Start Records supplied
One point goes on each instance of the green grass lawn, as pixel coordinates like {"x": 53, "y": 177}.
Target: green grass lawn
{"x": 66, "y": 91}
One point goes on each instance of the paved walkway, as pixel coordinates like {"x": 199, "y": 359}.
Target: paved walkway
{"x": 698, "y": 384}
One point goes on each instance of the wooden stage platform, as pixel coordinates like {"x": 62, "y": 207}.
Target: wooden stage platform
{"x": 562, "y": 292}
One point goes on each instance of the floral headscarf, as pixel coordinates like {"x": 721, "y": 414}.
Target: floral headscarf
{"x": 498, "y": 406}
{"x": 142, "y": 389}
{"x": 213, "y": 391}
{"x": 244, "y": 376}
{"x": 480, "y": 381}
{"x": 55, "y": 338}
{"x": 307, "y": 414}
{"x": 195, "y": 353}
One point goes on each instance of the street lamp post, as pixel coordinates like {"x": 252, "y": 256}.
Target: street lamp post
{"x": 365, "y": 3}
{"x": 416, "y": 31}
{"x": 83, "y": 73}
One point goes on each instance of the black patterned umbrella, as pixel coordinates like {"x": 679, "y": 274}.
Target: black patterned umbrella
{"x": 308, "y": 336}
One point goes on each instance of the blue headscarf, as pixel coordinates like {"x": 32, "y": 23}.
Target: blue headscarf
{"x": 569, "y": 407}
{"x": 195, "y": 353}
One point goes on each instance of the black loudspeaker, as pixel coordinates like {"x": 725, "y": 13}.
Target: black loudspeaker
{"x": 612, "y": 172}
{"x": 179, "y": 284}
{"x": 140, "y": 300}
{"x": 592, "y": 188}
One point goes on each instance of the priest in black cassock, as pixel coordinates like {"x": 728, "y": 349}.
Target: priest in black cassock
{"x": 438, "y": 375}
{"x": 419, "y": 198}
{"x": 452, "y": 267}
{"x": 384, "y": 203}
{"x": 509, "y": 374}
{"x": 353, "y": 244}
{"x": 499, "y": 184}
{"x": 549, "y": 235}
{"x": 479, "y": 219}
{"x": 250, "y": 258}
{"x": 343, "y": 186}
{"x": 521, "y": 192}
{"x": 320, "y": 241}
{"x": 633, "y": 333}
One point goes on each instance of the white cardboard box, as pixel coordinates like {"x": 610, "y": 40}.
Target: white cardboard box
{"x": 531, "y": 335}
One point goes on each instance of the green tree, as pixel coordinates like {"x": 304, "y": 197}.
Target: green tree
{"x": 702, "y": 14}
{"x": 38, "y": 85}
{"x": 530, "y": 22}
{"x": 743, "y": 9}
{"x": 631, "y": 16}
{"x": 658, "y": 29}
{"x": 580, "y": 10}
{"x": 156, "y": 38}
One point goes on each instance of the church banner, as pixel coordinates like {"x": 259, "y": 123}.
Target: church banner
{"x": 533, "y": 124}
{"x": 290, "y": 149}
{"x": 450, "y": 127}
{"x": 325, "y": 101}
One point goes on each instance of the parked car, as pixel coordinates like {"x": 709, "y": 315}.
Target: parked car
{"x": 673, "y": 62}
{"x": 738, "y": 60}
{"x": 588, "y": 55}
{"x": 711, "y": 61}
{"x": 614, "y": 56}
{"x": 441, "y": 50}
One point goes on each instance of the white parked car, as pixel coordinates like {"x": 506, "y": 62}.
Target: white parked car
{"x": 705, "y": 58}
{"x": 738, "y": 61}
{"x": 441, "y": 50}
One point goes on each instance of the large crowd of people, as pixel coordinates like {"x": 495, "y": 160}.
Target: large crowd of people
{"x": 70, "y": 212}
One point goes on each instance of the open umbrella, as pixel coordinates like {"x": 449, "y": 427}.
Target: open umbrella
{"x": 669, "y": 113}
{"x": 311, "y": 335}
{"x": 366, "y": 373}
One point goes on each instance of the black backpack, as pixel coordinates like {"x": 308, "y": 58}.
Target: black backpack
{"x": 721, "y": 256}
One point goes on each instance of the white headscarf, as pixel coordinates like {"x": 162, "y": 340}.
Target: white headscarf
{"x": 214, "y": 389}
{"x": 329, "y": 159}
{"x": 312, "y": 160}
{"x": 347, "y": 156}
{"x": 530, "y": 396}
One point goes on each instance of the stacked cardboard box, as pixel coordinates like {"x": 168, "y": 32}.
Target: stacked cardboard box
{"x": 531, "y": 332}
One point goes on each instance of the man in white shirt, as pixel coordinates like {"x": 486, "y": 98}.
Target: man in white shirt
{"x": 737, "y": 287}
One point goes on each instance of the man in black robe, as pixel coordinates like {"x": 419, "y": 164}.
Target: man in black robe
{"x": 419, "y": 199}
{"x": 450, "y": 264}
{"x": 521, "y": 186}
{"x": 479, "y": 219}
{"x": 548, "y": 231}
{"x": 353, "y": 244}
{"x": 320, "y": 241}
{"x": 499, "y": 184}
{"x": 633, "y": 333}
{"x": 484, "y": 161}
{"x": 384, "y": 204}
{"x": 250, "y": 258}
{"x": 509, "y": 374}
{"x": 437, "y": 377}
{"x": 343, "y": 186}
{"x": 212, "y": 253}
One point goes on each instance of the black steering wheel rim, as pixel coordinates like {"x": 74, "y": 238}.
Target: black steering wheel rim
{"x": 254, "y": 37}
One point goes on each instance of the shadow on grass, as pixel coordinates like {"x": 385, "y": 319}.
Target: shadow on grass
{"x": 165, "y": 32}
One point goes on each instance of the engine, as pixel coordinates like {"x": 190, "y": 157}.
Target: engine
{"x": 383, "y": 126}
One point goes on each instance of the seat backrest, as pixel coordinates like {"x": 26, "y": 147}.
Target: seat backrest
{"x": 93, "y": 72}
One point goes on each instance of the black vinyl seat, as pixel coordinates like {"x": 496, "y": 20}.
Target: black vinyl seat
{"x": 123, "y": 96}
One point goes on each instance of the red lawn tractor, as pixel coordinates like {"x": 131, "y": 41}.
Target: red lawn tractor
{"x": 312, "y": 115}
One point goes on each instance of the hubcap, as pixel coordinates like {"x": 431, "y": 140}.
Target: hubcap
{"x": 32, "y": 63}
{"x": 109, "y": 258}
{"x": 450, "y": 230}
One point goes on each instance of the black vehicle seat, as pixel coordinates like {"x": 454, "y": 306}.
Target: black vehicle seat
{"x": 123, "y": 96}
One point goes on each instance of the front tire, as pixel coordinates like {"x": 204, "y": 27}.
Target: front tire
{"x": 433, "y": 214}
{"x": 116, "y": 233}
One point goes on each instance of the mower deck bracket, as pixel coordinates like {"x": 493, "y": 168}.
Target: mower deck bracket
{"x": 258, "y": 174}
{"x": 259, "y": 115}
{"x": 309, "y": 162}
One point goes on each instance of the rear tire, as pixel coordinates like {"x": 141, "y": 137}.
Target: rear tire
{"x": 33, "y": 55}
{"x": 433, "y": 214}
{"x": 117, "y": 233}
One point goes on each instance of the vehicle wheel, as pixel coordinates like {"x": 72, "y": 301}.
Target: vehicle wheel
End Records supplied
Exercise ▸
Rescale the items from the line containing "One point goes on each instance of the mower" through the end of the items. Write all of those lines out again, requests included, but multiply every pixel coordinate in the answers by 0.25 and round each to a whole number, halves up, leaving the requests and their sample coordinates unchanged.

Written answer ▸
One point goes on each instance of the mower deck bracket, as pixel coordinates like {"x": 493, "y": 168}.
Target: mower deck bracket
{"x": 65, "y": 44}
{"x": 65, "y": 29}
{"x": 77, "y": 41}
One point goes on each instance of the rear tire, as pixel coordinates like {"x": 141, "y": 137}.
Target: rear tire
{"x": 8, "y": 14}
{"x": 108, "y": 54}
{"x": 29, "y": 58}
One point goes on each instance of the vehicle wheel, as pixel coordinates like {"x": 72, "y": 301}.
Target: vehicle wheel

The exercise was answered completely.